Entries from a data source
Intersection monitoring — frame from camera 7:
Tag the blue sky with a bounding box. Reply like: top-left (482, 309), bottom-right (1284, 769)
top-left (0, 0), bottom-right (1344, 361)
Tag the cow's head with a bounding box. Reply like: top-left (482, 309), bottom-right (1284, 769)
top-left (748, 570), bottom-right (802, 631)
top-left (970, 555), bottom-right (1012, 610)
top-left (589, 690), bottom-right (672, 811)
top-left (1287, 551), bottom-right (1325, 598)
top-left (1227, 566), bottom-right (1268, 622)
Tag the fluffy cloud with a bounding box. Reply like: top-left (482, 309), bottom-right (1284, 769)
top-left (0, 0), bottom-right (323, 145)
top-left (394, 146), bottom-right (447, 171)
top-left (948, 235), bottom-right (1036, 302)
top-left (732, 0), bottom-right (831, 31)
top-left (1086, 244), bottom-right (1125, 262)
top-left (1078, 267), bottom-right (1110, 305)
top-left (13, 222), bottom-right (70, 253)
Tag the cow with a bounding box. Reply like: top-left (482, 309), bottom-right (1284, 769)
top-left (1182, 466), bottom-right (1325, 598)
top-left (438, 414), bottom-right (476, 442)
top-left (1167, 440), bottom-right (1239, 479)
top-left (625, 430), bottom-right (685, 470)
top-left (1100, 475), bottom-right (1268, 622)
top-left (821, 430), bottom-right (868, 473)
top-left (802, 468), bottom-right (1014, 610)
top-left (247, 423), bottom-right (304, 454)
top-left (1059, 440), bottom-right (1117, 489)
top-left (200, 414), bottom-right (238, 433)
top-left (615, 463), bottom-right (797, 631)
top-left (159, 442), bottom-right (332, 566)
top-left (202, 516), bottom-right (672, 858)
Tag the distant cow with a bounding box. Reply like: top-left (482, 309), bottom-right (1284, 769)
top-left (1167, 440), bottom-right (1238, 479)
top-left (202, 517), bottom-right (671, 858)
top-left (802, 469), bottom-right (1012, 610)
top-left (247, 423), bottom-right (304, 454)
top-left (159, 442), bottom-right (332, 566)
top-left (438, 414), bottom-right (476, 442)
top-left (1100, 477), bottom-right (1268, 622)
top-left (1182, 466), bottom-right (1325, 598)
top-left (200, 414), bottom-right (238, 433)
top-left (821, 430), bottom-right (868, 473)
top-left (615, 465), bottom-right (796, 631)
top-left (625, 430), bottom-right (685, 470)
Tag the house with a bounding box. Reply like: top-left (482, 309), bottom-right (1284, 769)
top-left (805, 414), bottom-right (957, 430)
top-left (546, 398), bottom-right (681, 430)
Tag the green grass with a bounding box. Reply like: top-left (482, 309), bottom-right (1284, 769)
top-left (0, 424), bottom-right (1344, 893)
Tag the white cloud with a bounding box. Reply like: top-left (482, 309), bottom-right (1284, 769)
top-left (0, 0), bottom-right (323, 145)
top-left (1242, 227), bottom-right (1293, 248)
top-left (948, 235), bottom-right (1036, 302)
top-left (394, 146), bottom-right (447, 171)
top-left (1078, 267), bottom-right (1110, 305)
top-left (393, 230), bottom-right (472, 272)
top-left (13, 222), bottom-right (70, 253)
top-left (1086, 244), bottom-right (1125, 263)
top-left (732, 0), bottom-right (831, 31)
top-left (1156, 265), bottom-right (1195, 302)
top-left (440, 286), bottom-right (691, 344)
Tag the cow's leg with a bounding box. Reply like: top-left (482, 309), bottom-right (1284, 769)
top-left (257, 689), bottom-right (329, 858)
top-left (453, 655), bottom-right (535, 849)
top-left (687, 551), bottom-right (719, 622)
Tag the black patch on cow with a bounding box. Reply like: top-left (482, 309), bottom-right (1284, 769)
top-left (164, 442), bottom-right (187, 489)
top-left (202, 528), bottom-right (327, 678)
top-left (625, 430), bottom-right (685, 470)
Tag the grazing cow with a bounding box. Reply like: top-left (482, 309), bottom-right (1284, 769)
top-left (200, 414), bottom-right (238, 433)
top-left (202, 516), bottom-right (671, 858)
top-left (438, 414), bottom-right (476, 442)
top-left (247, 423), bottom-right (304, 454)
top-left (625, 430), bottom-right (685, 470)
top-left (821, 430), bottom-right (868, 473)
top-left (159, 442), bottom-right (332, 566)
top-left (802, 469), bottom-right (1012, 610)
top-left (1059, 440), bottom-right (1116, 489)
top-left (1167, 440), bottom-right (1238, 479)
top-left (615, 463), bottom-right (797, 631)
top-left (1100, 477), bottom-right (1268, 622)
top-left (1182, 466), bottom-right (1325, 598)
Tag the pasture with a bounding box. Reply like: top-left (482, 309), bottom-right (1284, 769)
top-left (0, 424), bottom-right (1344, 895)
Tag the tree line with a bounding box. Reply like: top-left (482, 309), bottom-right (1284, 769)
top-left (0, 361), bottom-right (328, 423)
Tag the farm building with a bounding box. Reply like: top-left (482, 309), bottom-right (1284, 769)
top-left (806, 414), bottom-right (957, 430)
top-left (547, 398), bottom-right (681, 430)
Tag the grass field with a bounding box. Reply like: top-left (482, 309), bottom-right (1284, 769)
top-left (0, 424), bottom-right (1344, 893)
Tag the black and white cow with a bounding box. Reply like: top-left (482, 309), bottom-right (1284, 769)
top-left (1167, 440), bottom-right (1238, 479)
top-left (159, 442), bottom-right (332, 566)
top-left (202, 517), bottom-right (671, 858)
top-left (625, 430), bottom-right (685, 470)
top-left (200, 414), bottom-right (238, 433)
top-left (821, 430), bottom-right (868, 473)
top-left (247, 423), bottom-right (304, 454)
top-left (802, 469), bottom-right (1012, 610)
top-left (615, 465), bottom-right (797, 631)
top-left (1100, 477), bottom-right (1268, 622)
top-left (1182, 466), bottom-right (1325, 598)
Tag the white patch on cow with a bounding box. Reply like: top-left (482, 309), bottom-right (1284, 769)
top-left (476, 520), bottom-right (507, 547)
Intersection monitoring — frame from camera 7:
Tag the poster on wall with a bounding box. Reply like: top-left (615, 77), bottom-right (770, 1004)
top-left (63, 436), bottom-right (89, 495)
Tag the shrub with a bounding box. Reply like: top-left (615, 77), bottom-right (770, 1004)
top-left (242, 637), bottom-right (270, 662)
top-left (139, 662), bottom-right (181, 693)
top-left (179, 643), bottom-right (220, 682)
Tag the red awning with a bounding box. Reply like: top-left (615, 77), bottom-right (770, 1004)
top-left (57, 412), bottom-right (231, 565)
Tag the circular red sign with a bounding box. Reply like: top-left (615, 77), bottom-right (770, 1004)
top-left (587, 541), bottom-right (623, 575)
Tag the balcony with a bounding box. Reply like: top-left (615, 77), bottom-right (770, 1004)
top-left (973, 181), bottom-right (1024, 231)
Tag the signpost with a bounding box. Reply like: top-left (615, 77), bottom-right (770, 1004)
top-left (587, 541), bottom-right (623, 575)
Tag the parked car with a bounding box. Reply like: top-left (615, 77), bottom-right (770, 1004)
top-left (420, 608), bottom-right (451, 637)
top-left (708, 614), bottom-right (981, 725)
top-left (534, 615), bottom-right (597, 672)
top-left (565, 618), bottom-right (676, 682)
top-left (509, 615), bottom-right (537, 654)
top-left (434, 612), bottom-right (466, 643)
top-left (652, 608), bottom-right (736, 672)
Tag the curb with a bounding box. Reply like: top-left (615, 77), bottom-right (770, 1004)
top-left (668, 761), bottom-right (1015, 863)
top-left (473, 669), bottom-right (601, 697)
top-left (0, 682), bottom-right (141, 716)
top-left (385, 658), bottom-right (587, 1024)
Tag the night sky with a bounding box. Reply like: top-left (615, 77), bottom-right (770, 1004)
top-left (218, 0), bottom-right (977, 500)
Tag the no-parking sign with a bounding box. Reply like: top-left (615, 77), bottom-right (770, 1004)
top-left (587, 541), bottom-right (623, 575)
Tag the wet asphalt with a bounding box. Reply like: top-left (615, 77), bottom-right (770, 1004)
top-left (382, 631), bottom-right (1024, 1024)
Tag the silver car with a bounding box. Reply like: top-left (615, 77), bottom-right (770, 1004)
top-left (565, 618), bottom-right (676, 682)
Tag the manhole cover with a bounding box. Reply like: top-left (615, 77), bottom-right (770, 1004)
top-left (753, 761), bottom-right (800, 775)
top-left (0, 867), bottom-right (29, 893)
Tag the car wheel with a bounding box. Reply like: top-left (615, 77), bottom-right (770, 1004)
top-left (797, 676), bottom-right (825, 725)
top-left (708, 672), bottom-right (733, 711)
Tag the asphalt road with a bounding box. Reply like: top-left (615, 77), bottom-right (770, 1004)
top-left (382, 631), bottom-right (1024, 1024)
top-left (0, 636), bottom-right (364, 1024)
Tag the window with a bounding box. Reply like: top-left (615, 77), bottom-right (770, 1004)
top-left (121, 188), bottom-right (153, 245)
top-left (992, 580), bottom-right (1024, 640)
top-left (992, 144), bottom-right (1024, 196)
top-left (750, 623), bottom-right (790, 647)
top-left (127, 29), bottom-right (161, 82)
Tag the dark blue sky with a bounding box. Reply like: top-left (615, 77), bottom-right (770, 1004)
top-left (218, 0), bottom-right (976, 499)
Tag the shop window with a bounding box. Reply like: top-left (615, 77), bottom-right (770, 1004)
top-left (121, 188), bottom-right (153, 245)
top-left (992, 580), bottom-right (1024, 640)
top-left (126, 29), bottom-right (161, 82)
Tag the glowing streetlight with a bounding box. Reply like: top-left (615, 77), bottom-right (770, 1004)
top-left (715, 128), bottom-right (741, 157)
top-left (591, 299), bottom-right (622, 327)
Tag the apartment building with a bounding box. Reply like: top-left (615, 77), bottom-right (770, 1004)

Short task →
Copy the listing from its first line through the line containing "top-left (202, 516), bottom-right (672, 858)", swapping "bounding box" for "rectangle" and leaving everything else untouched.

Full output →
Intersection monitoring — frame from camera 7:
Tag the blue sky with a rectangle. Reply like: top-left (482, 309), bottom-right (1284, 769)
top-left (0, 0), bottom-right (1344, 361)
Tag the cow's head with a rectangle. Reply like: top-left (482, 309), bottom-right (1284, 769)
top-left (748, 570), bottom-right (802, 631)
top-left (970, 555), bottom-right (1012, 610)
top-left (589, 690), bottom-right (672, 811)
top-left (1287, 551), bottom-right (1325, 598)
top-left (1227, 566), bottom-right (1268, 622)
Tag the fluffy cloud with a rectangle. Reply like: top-left (482, 309), bottom-right (1284, 769)
top-left (0, 0), bottom-right (323, 145)
top-left (394, 146), bottom-right (447, 171)
top-left (948, 235), bottom-right (1036, 302)
top-left (732, 0), bottom-right (831, 31)
top-left (1086, 244), bottom-right (1125, 262)
top-left (1078, 267), bottom-right (1110, 305)
top-left (13, 222), bottom-right (70, 253)
Tag the cow with a rectangle. Reply like: top-left (482, 309), bottom-right (1284, 769)
top-left (1182, 466), bottom-right (1325, 598)
top-left (438, 414), bottom-right (476, 442)
top-left (1167, 440), bottom-right (1239, 479)
top-left (625, 430), bottom-right (685, 470)
top-left (1100, 475), bottom-right (1268, 622)
top-left (821, 430), bottom-right (868, 473)
top-left (802, 468), bottom-right (1014, 610)
top-left (247, 423), bottom-right (304, 454)
top-left (1059, 440), bottom-right (1117, 489)
top-left (200, 414), bottom-right (238, 433)
top-left (615, 463), bottom-right (797, 631)
top-left (159, 442), bottom-right (332, 566)
top-left (202, 516), bottom-right (672, 858)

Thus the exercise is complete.